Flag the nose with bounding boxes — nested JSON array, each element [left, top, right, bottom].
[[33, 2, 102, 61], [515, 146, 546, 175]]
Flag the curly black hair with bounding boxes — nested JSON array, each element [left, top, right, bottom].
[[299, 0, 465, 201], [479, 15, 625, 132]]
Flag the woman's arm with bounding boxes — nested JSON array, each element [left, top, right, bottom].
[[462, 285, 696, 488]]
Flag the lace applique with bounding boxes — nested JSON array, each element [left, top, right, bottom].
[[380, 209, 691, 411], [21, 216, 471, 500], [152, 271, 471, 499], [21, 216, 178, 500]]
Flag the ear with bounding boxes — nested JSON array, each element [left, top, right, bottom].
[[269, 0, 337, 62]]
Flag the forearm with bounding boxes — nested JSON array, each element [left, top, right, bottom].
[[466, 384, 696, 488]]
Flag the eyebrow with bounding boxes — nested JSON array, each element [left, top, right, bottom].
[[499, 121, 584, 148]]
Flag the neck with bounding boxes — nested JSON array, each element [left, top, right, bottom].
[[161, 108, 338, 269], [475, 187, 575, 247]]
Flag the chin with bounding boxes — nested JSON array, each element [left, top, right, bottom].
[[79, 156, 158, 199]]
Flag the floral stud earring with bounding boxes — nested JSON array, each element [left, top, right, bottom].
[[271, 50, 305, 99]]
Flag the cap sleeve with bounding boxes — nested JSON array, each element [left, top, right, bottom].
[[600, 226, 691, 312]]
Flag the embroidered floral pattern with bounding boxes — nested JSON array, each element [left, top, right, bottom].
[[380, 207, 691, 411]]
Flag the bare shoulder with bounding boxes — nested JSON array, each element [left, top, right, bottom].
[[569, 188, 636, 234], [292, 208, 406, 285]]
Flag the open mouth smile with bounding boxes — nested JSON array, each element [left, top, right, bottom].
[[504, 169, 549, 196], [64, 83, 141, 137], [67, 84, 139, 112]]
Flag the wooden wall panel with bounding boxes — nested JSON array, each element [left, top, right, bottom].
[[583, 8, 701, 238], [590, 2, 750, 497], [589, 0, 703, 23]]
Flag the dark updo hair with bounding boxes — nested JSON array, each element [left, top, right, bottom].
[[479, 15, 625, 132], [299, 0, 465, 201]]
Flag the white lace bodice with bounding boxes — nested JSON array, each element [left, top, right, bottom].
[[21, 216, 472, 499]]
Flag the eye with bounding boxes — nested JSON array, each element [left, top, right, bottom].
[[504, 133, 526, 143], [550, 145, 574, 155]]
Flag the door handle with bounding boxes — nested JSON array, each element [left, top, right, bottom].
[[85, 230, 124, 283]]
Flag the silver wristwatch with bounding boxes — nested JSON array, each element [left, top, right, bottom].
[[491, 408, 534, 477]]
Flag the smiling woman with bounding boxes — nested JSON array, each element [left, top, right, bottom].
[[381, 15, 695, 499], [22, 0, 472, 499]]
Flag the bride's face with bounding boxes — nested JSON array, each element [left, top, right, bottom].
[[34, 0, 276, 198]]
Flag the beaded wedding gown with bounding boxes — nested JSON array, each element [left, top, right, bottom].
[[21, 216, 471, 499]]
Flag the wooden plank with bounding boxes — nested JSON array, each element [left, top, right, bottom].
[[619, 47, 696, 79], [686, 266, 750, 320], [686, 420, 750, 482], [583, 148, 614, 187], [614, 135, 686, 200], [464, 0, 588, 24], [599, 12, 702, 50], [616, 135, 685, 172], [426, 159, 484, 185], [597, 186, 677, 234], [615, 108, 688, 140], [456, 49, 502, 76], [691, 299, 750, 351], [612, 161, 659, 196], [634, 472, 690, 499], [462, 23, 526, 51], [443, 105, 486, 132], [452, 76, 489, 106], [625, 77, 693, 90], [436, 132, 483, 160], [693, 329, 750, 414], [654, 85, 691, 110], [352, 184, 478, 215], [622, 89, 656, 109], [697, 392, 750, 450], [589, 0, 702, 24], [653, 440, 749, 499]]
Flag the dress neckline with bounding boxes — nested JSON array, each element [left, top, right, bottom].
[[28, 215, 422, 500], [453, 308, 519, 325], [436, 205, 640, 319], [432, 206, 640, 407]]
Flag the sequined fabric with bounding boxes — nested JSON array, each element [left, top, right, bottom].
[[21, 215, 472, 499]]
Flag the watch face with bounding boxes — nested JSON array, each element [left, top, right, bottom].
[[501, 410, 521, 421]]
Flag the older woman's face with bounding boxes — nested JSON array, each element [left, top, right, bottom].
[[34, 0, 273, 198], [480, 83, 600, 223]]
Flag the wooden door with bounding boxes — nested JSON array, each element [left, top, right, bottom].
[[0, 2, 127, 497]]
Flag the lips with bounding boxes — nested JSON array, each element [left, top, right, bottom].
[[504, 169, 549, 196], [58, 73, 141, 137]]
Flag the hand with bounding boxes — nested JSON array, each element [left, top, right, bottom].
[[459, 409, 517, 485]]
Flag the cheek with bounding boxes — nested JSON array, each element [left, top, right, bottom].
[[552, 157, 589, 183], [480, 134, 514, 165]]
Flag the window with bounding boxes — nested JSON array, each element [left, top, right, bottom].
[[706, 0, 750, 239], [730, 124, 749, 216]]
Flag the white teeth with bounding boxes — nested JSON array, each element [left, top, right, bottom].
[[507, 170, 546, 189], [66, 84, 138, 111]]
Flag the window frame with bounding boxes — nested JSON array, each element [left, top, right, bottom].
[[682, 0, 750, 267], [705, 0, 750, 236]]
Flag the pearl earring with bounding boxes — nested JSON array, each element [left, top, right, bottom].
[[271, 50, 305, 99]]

Task directions - From top to bottom, reproduce the material exactly.

Response area -
Flag the nose with bounding boxes — nested JSON array, each element [left, top, right, bottom].
[[33, 2, 102, 61], [515, 146, 546, 175]]
Flag the curly black hair with bounding boxes — nested JSON array, each element [left, top, right, bottom].
[[299, 0, 465, 201], [479, 15, 625, 132]]
Flag the woman's arm with bounding boxes — nested JSON array, each element [left, top, right, bottom].
[[462, 285, 696, 488]]
Flag the lace applique with bounding boxes — nested JSON array, each element [left, top, right, bottom].
[[380, 209, 691, 411], [21, 216, 471, 500], [152, 271, 471, 499], [21, 216, 178, 500]]
Flag the ear with bounding boxes — nested JSON array, each element [left, top, right, bottom].
[[269, 0, 337, 62]]
Flag the forearm with bounding boxes — nested JSON array, each element [left, top, right, bottom].
[[466, 384, 696, 488]]
Flag the eyebrow with bounding boxes — nested JSON array, each element [left, top, right, bottom].
[[499, 121, 584, 148]]
Flag the neck with bounding boxes — nested JSON array, each element [left, top, right, bottom].
[[161, 108, 338, 269], [475, 187, 575, 247]]
Flag the chin with bounding boxes — nested JSON array, each element [left, top, right, bottom].
[[79, 156, 158, 199]]
Flag the floral stud earring with bounding boxes — nested JSON array, each element [left, top, right, bottom].
[[271, 50, 305, 99]]
Flag the cap sleeve with bounding boxes — nested JSON array, each element [left, top, right, bottom].
[[600, 226, 691, 312]]
Flag the embroidered floral pattern with bounding boxes — nested JSON array, each element [left, top, right, bottom].
[[380, 207, 691, 411]]
Flag the bare shoulder with bounding boxes — nested JSON array, each element [left, top, right, bottom].
[[569, 188, 636, 234], [292, 208, 406, 285]]
Flag the open mouth smile with bounding boxes — nested JSON array, each element [left, top, right, bottom].
[[504, 169, 549, 196], [64, 83, 141, 137], [67, 84, 139, 112]]
Flag the wooden wall panel with bounding boxes — nested JSON array, each element [left, top, right, bottom].
[[583, 8, 701, 238], [590, 2, 750, 497], [589, 0, 703, 23]]
Flag the dark updo hair with bounding boxes — nested JSON array, each element [left, top, right, bottom].
[[479, 15, 625, 132], [299, 0, 465, 201]]
Flag the white lace bodice with bounding boxes — nested JSON array, each element [left, top, right, bottom].
[[21, 216, 472, 499]]
Flag the eye with bounding boxes — nested JSON array, each element [left, top, right, bottom].
[[504, 133, 526, 143], [550, 145, 574, 155]]
Flag the door handle with bounding boxes — nested JSON array, each element [left, top, right, bottom].
[[85, 230, 124, 283]]
Flag the silver wristwatch with bounding boxes — nested JSON array, each element [left, top, right, bottom].
[[491, 408, 534, 477]]
Flag the smiling woman with bounding boxes — nested JSON array, each element [left, top, right, bottom].
[[381, 15, 695, 499], [22, 0, 472, 499]]
Flag the bride's face with bounding boxes — nested JSON array, each element [left, top, right, bottom].
[[34, 0, 276, 198]]
Flag the beaded wedding gown with bounding boxes — nested JSON array, each element [left, top, right, bottom].
[[21, 216, 471, 499]]
Flag the wooden plank with bounding boxes — nested JSON array, each element [left, top, right, bottom].
[[619, 47, 696, 79], [686, 266, 750, 320], [686, 420, 750, 482], [583, 148, 614, 187], [614, 135, 686, 200], [464, 0, 588, 24], [599, 12, 702, 50], [616, 135, 685, 172], [426, 159, 484, 185], [597, 186, 677, 234], [615, 108, 688, 140], [456, 49, 502, 76], [691, 299, 750, 351], [612, 161, 659, 196], [634, 472, 690, 499], [462, 23, 526, 51], [443, 105, 486, 132], [452, 76, 489, 106], [625, 77, 693, 90], [436, 132, 483, 160], [693, 329, 750, 414], [654, 85, 691, 110], [352, 184, 478, 215], [622, 89, 656, 109], [697, 392, 750, 450], [589, 0, 702, 24], [653, 440, 749, 499]]
Flag the dress neckline with bounding boxes — nested JSON array, each element [left, top, right, bottom].
[[28, 215, 422, 500], [453, 308, 519, 325], [436, 205, 640, 319], [432, 206, 640, 407]]
Flag the sequined fabric with bounding boxes — nested JSON array, each element [left, top, right, bottom].
[[21, 215, 472, 499]]
Flag the watch face with bounding boxes — nested JSON array, each element [left, top, right, bottom].
[[501, 410, 521, 421]]
Flag the older woman's face with bounding boxes — nested JSON array, each element [left, top, right, bottom].
[[34, 0, 273, 198], [480, 83, 600, 223]]
Flag the wooden door with bounding boxes — nested JSON array, each element [left, top, right, bottom].
[[0, 2, 127, 497]]
Flag the lips with bounding boxes — nested JSON array, each element [left, top, right, bottom].
[[504, 169, 549, 196], [58, 73, 141, 137]]
Flag the hand with bounding boxes — nested JSON array, each element [left, top, right, bottom].
[[459, 409, 517, 485]]
Flag the cheek with bounding boxes — nested JSON array, each element [left, top, right, bottom].
[[552, 157, 589, 183], [480, 134, 514, 165]]
Flag the window with bounding boxes — nested JSON array, each element [left, top, right, bottom].
[[706, 0, 750, 239], [730, 124, 749, 216]]
Flag the white teeth with bounding boxes — nested JSON array, each element [left, top, right, bottom].
[[507, 170, 546, 189], [66, 84, 138, 111]]
Flag the window frame with bounding boxes — nested JSON array, each element [left, top, right, bottom].
[[682, 0, 750, 267], [705, 0, 750, 236]]
Flag the pearl earring with bounding boxes — nested JSON array, each element [left, top, right, bottom].
[[271, 50, 305, 99]]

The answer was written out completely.